Among the lines below, a stretch begins at the one with "Given the screenshot above, where exactly is the sandy" and ends at the one with "Given the screenshot above, where exactly is the wooden". Repeat that stretch exactly, ends included.

Material supplied:
········
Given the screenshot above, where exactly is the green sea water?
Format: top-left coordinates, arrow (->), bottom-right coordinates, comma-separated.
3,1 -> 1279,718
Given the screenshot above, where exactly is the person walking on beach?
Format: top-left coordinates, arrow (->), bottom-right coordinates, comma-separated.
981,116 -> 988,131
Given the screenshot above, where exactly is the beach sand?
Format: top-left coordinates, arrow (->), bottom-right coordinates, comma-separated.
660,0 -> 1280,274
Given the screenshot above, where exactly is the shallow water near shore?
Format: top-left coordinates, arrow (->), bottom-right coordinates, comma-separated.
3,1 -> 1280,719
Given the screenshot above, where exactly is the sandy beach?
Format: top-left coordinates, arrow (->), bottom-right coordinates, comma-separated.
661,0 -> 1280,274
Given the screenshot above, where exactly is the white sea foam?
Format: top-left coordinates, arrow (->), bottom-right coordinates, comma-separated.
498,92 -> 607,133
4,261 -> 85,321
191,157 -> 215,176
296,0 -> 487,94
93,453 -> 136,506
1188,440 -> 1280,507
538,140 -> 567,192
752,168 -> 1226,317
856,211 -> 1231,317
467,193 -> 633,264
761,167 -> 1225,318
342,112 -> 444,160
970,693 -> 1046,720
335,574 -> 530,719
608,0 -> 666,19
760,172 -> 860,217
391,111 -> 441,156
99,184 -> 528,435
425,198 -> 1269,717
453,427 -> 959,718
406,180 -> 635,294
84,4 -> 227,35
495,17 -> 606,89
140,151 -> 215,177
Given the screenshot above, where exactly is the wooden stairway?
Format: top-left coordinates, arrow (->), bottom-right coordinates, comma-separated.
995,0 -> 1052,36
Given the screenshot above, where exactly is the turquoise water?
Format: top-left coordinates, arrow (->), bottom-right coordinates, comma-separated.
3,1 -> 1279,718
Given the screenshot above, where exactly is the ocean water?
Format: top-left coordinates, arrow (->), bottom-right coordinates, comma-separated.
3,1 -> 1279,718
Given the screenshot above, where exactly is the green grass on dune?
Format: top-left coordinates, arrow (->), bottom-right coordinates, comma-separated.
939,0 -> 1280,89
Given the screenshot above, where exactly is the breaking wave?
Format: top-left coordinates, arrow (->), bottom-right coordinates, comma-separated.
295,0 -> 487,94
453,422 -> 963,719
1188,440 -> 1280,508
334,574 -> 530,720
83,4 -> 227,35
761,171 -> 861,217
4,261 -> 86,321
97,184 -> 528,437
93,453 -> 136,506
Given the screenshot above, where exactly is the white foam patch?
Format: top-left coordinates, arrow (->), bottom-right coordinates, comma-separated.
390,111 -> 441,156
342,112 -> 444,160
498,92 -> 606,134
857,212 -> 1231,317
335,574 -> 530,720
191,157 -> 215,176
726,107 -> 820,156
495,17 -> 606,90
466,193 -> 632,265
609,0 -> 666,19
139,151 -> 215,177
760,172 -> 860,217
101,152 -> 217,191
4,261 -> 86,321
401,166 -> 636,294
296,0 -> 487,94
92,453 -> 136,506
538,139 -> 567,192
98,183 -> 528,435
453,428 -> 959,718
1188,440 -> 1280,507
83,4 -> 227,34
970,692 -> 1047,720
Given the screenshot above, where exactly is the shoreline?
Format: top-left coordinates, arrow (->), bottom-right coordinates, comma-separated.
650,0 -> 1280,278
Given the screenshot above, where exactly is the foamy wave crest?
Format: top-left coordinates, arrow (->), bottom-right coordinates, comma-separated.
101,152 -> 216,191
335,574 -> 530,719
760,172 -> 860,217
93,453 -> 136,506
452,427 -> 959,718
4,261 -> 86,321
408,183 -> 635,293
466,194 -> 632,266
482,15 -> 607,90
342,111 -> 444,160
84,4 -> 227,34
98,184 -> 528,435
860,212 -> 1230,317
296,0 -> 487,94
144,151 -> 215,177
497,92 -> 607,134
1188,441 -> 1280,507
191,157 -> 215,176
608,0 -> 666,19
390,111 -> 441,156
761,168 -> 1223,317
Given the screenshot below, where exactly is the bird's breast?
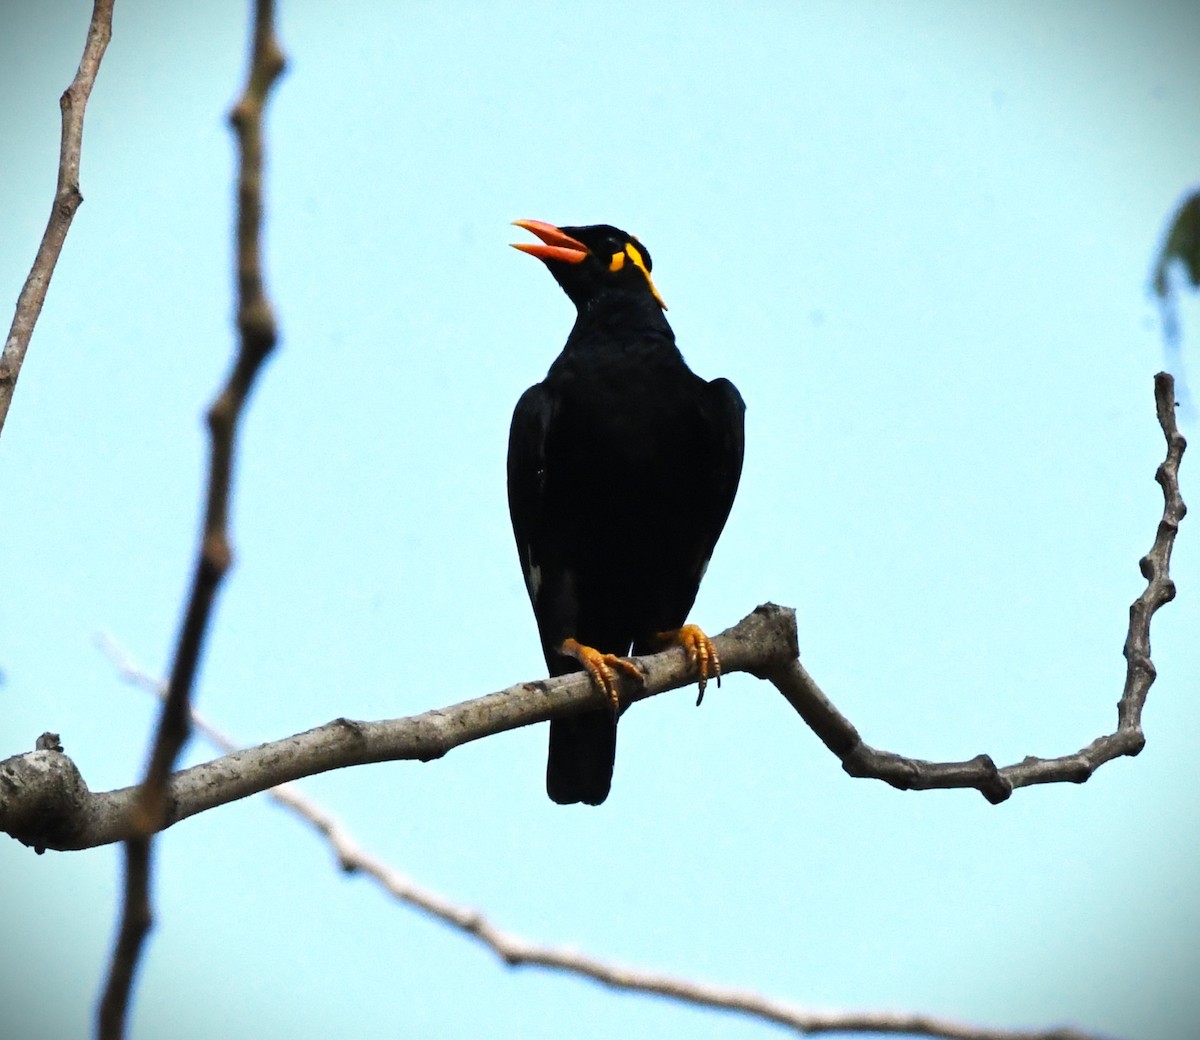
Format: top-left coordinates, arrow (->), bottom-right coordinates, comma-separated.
········
Exercise solution:
Given the screenshot above, where exactly is the sandy beach?
Format: top-left coordinates, arrow (->), bottom-right coordinates, comma-separated.
661,0 -> 1280,274
Given the screenshot above, where exactly is the white sea foam?
Format: top-left coordinates, arrow (->), bottom-right coordinates, comma-separated.
498,92 -> 607,133
4,261 -> 85,321
191,157 -> 215,176
296,0 -> 487,94
93,453 -> 136,506
1188,440 -> 1280,507
538,140 -> 567,192
752,168 -> 1226,317
856,211 -> 1231,317
467,193 -> 633,264
761,167 -> 1225,318
342,112 -> 444,160
970,693 -> 1046,720
335,574 -> 530,719
608,0 -> 666,19
760,172 -> 860,217
391,111 -> 441,156
99,184 -> 528,435
425,198 -> 1269,717
453,427 -> 959,718
406,180 -> 635,294
84,4 -> 227,35
495,17 -> 606,89
140,151 -> 215,177
Given the screenshot above, where exactly is the wooden stairway?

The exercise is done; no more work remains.